# Directions
Every record must be repeated exactly; omit any pictures they contain.

# Data provided
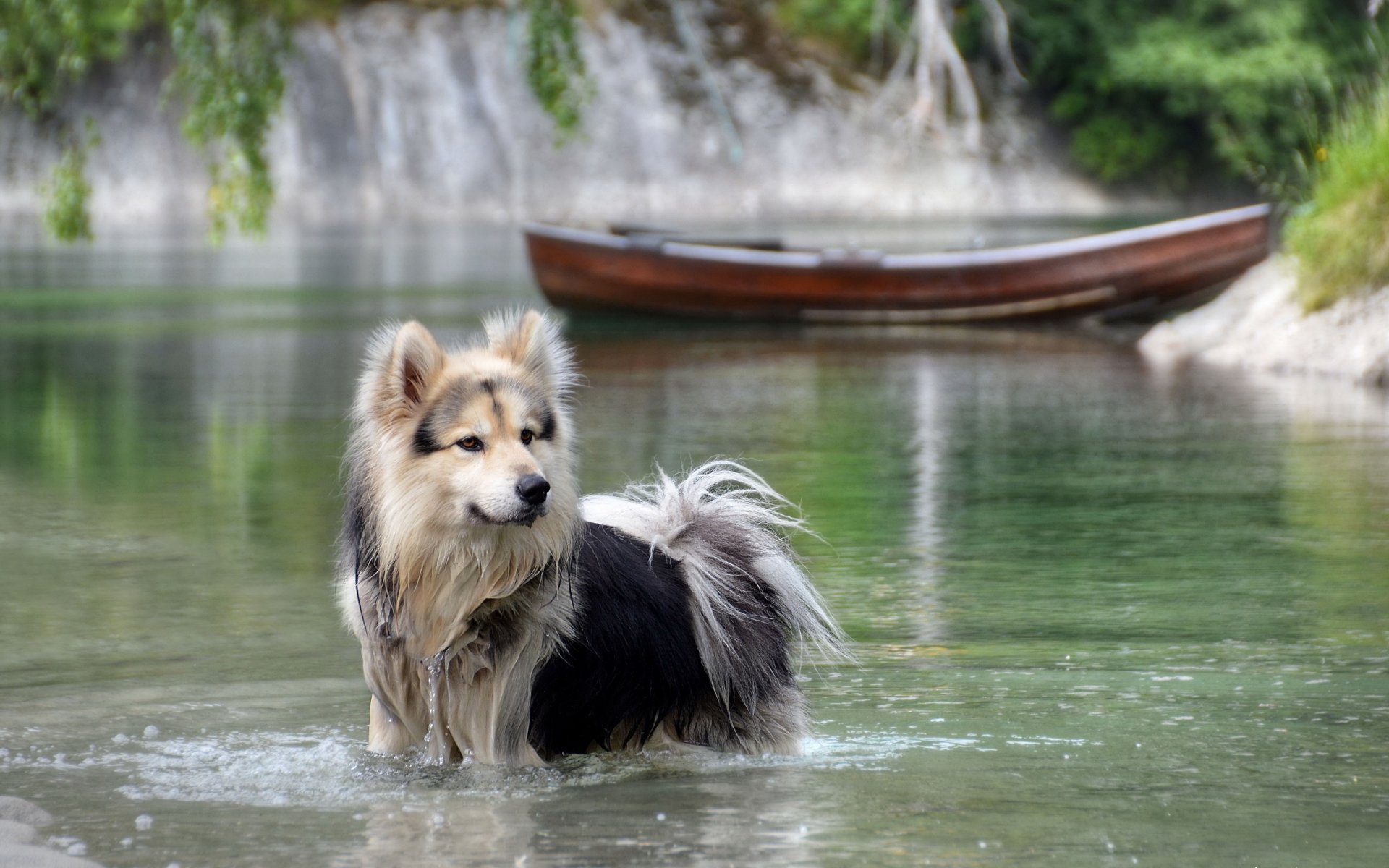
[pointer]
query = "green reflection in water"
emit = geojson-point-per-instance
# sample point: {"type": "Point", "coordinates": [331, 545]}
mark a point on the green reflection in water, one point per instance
{"type": "Point", "coordinates": [1103, 614]}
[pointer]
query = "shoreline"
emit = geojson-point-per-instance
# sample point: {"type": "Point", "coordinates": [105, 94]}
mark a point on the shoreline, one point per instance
{"type": "Point", "coordinates": [1256, 324]}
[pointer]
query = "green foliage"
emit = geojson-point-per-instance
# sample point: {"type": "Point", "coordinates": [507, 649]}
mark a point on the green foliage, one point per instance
{"type": "Point", "coordinates": [46, 45]}
{"type": "Point", "coordinates": [69, 191]}
{"type": "Point", "coordinates": [555, 64]}
{"type": "Point", "coordinates": [228, 56]}
{"type": "Point", "coordinates": [1342, 238]}
{"type": "Point", "coordinates": [1239, 87]}
{"type": "Point", "coordinates": [853, 27]}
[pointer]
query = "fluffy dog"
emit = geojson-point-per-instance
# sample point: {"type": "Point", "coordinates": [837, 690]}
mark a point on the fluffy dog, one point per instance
{"type": "Point", "coordinates": [504, 618]}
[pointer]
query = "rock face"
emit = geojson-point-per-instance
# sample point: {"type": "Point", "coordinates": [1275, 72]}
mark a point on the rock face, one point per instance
{"type": "Point", "coordinates": [18, 810]}
{"type": "Point", "coordinates": [396, 113]}
{"type": "Point", "coordinates": [1257, 324]}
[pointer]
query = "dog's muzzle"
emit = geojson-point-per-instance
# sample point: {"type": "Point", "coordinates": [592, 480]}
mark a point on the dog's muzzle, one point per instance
{"type": "Point", "coordinates": [532, 489]}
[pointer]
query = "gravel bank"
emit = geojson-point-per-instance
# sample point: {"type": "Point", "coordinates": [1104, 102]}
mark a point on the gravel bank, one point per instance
{"type": "Point", "coordinates": [1257, 324]}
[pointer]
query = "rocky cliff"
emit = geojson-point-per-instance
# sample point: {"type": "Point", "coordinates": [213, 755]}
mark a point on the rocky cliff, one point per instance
{"type": "Point", "coordinates": [395, 113]}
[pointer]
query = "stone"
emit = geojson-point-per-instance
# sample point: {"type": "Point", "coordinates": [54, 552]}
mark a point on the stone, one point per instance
{"type": "Point", "coordinates": [1257, 324]}
{"type": "Point", "coordinates": [21, 810]}
{"type": "Point", "coordinates": [25, 856]}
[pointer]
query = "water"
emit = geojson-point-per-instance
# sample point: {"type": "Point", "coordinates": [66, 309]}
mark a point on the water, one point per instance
{"type": "Point", "coordinates": [1105, 614]}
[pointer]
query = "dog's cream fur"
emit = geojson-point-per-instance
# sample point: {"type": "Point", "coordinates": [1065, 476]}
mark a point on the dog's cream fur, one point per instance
{"type": "Point", "coordinates": [456, 587]}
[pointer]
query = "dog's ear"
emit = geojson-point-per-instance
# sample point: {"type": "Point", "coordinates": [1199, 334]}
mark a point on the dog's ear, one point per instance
{"type": "Point", "coordinates": [532, 342]}
{"type": "Point", "coordinates": [412, 365]}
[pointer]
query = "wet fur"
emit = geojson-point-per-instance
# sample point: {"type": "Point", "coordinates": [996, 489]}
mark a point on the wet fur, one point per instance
{"type": "Point", "coordinates": [514, 631]}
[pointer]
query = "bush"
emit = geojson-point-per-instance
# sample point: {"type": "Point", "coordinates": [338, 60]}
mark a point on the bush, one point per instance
{"type": "Point", "coordinates": [1178, 89]}
{"type": "Point", "coordinates": [1341, 239]}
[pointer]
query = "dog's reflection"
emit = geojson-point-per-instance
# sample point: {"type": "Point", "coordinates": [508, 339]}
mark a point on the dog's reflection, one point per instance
{"type": "Point", "coordinates": [656, 816]}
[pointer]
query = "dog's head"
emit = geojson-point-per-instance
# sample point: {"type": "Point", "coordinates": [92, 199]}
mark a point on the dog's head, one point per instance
{"type": "Point", "coordinates": [470, 439]}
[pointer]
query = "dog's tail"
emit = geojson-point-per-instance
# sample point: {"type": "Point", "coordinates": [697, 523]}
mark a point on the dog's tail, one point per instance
{"type": "Point", "coordinates": [729, 531]}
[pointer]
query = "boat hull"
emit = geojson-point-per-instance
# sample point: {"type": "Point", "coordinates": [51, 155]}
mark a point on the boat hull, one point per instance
{"type": "Point", "coordinates": [1117, 271]}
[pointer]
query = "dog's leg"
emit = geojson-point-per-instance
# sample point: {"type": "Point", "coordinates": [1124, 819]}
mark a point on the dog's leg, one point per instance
{"type": "Point", "coordinates": [385, 732]}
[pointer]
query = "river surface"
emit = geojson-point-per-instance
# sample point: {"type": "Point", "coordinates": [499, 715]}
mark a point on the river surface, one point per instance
{"type": "Point", "coordinates": [1103, 614]}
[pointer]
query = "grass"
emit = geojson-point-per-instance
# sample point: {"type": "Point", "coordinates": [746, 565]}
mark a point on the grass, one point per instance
{"type": "Point", "coordinates": [1341, 239]}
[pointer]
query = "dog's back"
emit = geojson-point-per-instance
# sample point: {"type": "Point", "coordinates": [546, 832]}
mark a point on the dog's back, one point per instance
{"type": "Point", "coordinates": [502, 617]}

# Output of the task
[pointer]
query = "green reflection in water"
emit = geojson-point-per-instance
# sample point: {"type": "Point", "coordinates": [331, 545]}
mark a point on the green reflection in water, one point per instance
{"type": "Point", "coordinates": [1103, 614]}
[pointer]
query = "shoreline"
emit = geojson-point-per-instance
# sample point: {"type": "Point", "coordinates": [105, 94]}
mark a point on the shoreline, one point per instance
{"type": "Point", "coordinates": [1256, 324]}
[pointer]
query = "green foliage"
emit = geojson-point-per-instance
# sample point: {"type": "Point", "coordinates": [507, 649]}
mark a point on the green foliage, one point per instance
{"type": "Point", "coordinates": [46, 45]}
{"type": "Point", "coordinates": [69, 191]}
{"type": "Point", "coordinates": [555, 64]}
{"type": "Point", "coordinates": [228, 56]}
{"type": "Point", "coordinates": [1342, 238]}
{"type": "Point", "coordinates": [1239, 87]}
{"type": "Point", "coordinates": [853, 27]}
[pointer]
query = "fluffy dog"
emit = geojson-point-per-instance
# sample point: {"type": "Point", "coordinates": [837, 690]}
mark a point on the fluffy dog, one point per instance
{"type": "Point", "coordinates": [504, 618]}
[pointer]
query = "rock face"
emit = geojson-point-per-instance
# sample point: {"type": "Point", "coordinates": [1275, 72]}
mark a point on the rock face, one point per instance
{"type": "Point", "coordinates": [18, 810]}
{"type": "Point", "coordinates": [396, 113]}
{"type": "Point", "coordinates": [1257, 324]}
[pointer]
query = "dog's muzzle"
emit = geojson-point-per-instance
# sample point: {"type": "Point", "coordinates": [592, 480]}
mark a point on the dog's muzzle, one point per instance
{"type": "Point", "coordinates": [532, 489]}
[pointer]
query = "gravel bank"
emit = geojson-point-per-instance
# sample point: {"type": "Point", "coordinates": [1104, 102]}
mark a point on the gravel bank, one point per instance
{"type": "Point", "coordinates": [1257, 324]}
[pointer]
query = "rocky cliff"
emit = geojson-point-per-instance
# sample point: {"type": "Point", "coordinates": [213, 755]}
mark a point on the rocky cliff, one point per instance
{"type": "Point", "coordinates": [395, 113]}
[pointer]
query = "stone"
emit = geojson-point-per-instance
# sample point: {"type": "Point", "coordinates": [54, 552]}
mark a point on the stone, one point per instance
{"type": "Point", "coordinates": [1257, 324]}
{"type": "Point", "coordinates": [21, 810]}
{"type": "Point", "coordinates": [25, 856]}
[pointer]
query = "water"
emit = geojson-point-per-instance
# sample point: {"type": "Point", "coordinates": [66, 309]}
mark a point on the water, one point per instance
{"type": "Point", "coordinates": [1105, 614]}
[pointer]
query = "dog's cream fur"
emit = geojson-point-per-instance
# sample point: {"type": "Point", "coordinates": [1065, 476]}
mark a point on the dog's cream fur, one point per instance
{"type": "Point", "coordinates": [456, 587]}
[pointer]
query = "dog's ear"
emit = geojson-point-per-instance
# sample point: {"type": "Point", "coordinates": [1199, 334]}
mark a point on the dog's ear, one point per instance
{"type": "Point", "coordinates": [532, 342]}
{"type": "Point", "coordinates": [412, 365]}
[pointer]
query = "wet fur"
emit = geojson-point-per-instance
# sample point: {"type": "Point", "coordinates": [996, 489]}
mark a point on the wet fur, one point per instance
{"type": "Point", "coordinates": [514, 631]}
[pointer]
query = "bush"
emit = geojson-point-per-instance
# sample point: {"type": "Point", "coordinates": [338, 60]}
mark a point on the bush, one point per instance
{"type": "Point", "coordinates": [1178, 89]}
{"type": "Point", "coordinates": [1341, 239]}
[pointer]
query = "dog's reflection"
emit = geojson-point-per-instance
# sample point: {"type": "Point", "coordinates": [508, 339]}
mark a point on the dog's reflection, one point per instance
{"type": "Point", "coordinates": [656, 816]}
[pointer]
query = "dog's head"
emit = geojson-point-per-instance
# sample point: {"type": "Point", "coordinates": [92, 199]}
mark a point on the dog's head, one point per instance
{"type": "Point", "coordinates": [470, 439]}
[pointer]
query = "dog's tail"
emit = geojson-point-per-instance
# sample point: {"type": "Point", "coordinates": [697, 523]}
mark a point on the dog's tail, one point per instance
{"type": "Point", "coordinates": [729, 531]}
[pointer]
query = "boat hull"
emit = geojson-point-per-instance
# sample point: {"type": "Point", "coordinates": [51, 155]}
mark a point on the boat hull, one point per instance
{"type": "Point", "coordinates": [1117, 271]}
[pointer]
query = "dog's leg"
emit = geojson-point-per-instance
# sample point: {"type": "Point", "coordinates": [1124, 819]}
mark a point on the dog's leg, one point per instance
{"type": "Point", "coordinates": [385, 732]}
[pointer]
query = "river surface"
emit = geojson-point-per-instance
# sample point: {"type": "Point", "coordinates": [499, 715]}
mark a point on the river surface, one point per instance
{"type": "Point", "coordinates": [1103, 614]}
[pointer]
query = "grass"
emit = geojson-point-per-instance
# sample point: {"type": "Point", "coordinates": [746, 565]}
mark a point on the grass, one point per instance
{"type": "Point", "coordinates": [1341, 239]}
[pointer]
query = "dog's back"
emit = geojson-point-per-instance
# sample point: {"type": "Point", "coordinates": [546, 832]}
mark a point on the dog's back, one point per instance
{"type": "Point", "coordinates": [502, 617]}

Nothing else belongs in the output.